1840 – Samuel Morse receives the patent for the telegraph.
As noted, in 1825 New York City had commissioned Morse to paint a portrait of Lafayette in Washington, DC. While Morse was painting, a horse messenger delivered a letter from his father that read, “Your dear wife is convalescent”. The next day he received a letter from his father detailing his wife’s sudden death. Morse immediately left Washington for his home at New Haven, leaving the portrait of Lafayette unfinished. By the time he arrived, his wife had already been buried. Heartbroken that for days he was unaware of his wife’s failing health and her death, he decided to explore a means of rapid long distance communication.
While returning by ship from Europe in 1832, Morse encountered Charles Thomas Jackson of Boston, a man who was well schooled in electromagnetism. Witnessing various experiments with Jackson’s electromagnet, Morse developed the concept of a single-wire telegraph. He set aside his painting, The Gallery of the Louvre. The original Morse telegraph, submitted with his patent application, is part of the collections of the National Museum of American History at the Smithsonian Institution. In time the Morse code, which he developed, would become the primary language of telegraphy in the world. It is still the standard for rhythmic transmission of data.
1884 – Mary R. Calvert, American astronomer and author is born.
Mary Ross Calvert was an American astronomical computer and astrophotographer.
In 1905, she started work at Yerkes Observatory, as assistant and computer for her uncle, the astronomer Edward Emerson Barnard (1857–1923), who was also professor of astronomy at the University of Chicago, and the discoverer of Barnard’s star.
In 1923, when Barnard died, she became curator of the Yerkes photographic plate collection and a high-level assistant, until her retirement in 1946.
Barnard’s work A Photographic Atlas of Selected Regions of the Milky Way was completed after his death in 1923 by Edwin B. Frost, director of the Yerkes Observatory, and Calvert, and published in 1927. The Astronomy Compendium calls it a “seminal work”.
1975 – The film Jaws is released in the United States, becoming the highest-grossing film of that time and starting the trend of films known as “summer blockbusters”.

* **Explore the material**:
1. Decide whether each statement agrees with the history passage, answering yes or no and quoting the words that settle it: (a) Morse completed the Lafayette portrait before he left Washington. (b) Calvert stayed on as curator of the Yerkes photographic plate collection until she retired in 1946. (c) Barnard's photographic atlas of the Milky Way was published in 1927.
2. Return the stretch of the history passage from "Mary Ross Calvert" through "of Barnard’s star.", copied word for word.

* **Given entries**:
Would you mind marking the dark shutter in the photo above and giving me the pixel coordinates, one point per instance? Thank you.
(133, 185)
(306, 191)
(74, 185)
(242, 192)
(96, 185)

* **Expected responses**:
1.
(a) No: "leaving the portrait of Lafayette unfinished"
(b) Yes: "she became curator of the Yerkes photographic plate collection and a high-level assistant, until her retirement in 1946"
(c) Yes: "and published in 1927"

2.
Mary Ross Calvert was an American astronomical computer and astrophotographer.
In 1905, she started work at Yerkes Observatory, as assistant and computer for her uncle, the astronomer Edward Emerson Barnard (1857–1923), who was also professor of astronomy at the University of Chicago, and the discoverer of Barnard’s star.